(Source records)
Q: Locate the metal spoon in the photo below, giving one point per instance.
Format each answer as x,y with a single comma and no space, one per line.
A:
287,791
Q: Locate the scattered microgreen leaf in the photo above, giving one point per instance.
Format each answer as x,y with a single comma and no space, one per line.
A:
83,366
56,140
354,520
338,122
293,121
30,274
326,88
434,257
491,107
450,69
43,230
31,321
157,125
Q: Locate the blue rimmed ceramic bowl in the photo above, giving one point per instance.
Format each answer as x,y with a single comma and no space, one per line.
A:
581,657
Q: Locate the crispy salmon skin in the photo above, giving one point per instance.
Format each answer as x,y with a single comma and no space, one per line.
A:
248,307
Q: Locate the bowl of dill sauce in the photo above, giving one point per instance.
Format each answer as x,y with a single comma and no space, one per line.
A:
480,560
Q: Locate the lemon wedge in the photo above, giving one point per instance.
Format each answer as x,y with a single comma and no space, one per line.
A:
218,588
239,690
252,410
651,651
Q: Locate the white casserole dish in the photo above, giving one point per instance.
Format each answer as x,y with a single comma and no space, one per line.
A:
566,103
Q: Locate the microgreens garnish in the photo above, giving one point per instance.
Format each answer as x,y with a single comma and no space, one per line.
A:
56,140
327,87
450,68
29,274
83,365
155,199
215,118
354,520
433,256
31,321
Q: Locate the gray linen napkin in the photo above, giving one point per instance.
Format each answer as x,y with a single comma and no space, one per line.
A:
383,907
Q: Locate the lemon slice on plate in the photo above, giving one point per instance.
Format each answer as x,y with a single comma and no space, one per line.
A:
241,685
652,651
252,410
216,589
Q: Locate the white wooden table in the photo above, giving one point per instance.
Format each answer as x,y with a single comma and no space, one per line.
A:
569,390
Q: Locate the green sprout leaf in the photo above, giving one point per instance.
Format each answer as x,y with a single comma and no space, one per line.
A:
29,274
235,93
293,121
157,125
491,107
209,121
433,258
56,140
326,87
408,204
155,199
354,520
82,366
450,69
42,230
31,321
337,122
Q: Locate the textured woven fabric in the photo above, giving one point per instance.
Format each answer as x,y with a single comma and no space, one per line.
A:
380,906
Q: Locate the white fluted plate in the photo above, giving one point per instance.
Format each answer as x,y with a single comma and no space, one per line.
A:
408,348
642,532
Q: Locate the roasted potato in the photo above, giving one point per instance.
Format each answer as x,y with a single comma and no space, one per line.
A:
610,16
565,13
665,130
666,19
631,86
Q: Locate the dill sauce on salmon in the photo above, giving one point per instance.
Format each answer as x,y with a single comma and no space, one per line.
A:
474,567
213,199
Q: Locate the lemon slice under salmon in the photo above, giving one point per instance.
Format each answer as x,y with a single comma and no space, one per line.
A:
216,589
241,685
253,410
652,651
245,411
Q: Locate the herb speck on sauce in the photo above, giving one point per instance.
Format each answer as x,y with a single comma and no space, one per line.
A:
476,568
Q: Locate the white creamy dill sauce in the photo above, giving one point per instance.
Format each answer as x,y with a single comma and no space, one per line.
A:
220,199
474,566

> [Exercise aim] What you return must match the data line for line.

> [Answer below]
Q: Locate the metal spoon in the photo below, giving one point per instance.
Format each answer as x,y with a single comma and no space, one per line.
A:
287,791
Q: Locate the scattered microgreen leaf in the photo above, giving one point per instance.
Format each answer as x,y with a single comma and no space, one per line.
A:
83,366
56,140
354,520
338,122
293,121
30,274
326,88
434,257
491,107
450,69
43,230
31,321
157,125
Q: Locate the blue rimmed ceramic bowl in the photo above, giving one point per instance.
Format each answer as x,y with a single comma and no space, one per line.
A:
581,657
Q: Locate the crispy salmon skin in the photo above, giving one point per instance.
Format each answer as x,y with a single comma and no space, one per line.
A:
248,307
Q: Locate the bowl of dill sauce in the photo above, giving one point per instance.
Format each answer as x,y with a single comma and no space, one per line.
A:
480,560
Q: Locate the lemon wedge in the photo above, giving one point per instance.
Format each answer as x,y with a single comma and no space, one per line.
A:
218,588
239,690
252,410
651,651
Q: Locate the white casserole dish in the photo above, giving one point per instance.
Format each answer as x,y with a single comma and no space, one per line.
A:
566,103
Q: Locate the microgreens garnish in the photo above, giving one point per instance.
Format each answer as x,y with a single comma and no space, one per line.
A:
56,140
327,87
450,68
29,274
83,365
155,199
215,118
354,520
433,256
31,321
Q: Locate the gray linen napkin in the photo above, giving one point per instance.
Format each answer as x,y with a single comma and no space, one per line.
A:
383,907
Q: Locate the lemon slice on plate in the photo above, giving one point per instance.
Format each answer as x,y with a single comma and no space, one per line.
A:
241,685
652,651
252,410
216,589
Q: Locate the white wooden table in the photo above, giving one point per instance.
Format each answer as x,y with a single comma and no space, one per line.
A:
569,390
Q: Locate the green sprout leaf in the photo above, giving one point per instance.
Format each answer as x,y with a single comma and no space, one per line.
A:
29,274
235,93
293,121
157,125
491,107
209,121
433,258
56,140
326,87
408,204
155,199
354,520
82,366
450,69
42,230
31,321
337,122
Q: Locate the textured woven fabric in the photo above, giving one point per instance.
Format each answer as x,y with a single comma and no space, one per line.
A:
380,906
Q: Locate the white fluted plate in the photo above, giving one point per instance.
Format each answer as x,y with a single comma and no space, one per line.
A:
408,348
642,532
Q: Locate the roasted potato in the photo above, giving one point per instance.
Format each answer as x,y with a single comma and no space, one per line.
A:
610,16
565,13
665,130
666,19
631,86
Q: Locate the dill sauce on salmon in the photo above, giving one point per instance.
Format each answer as x,y with a single comma and no space, one per line.
A:
474,567
213,199
Q: Locate the lemon slice under salmon in the photo above, giving one point per instance.
Format each answer as x,y with a single comma and no space, one per line.
A:
216,589
241,685
253,410
652,651
245,411
Q: Locate the herb speck on sauce in the photo above, giving one point per instance.
Format each answer as x,y with a single comma and no space, one per line.
A:
476,568
Q: Locate the white creamy dill sauce in the photo above, giving one point per instance.
Format each answer as x,y with a single comma and no space, one per line.
A:
220,199
474,566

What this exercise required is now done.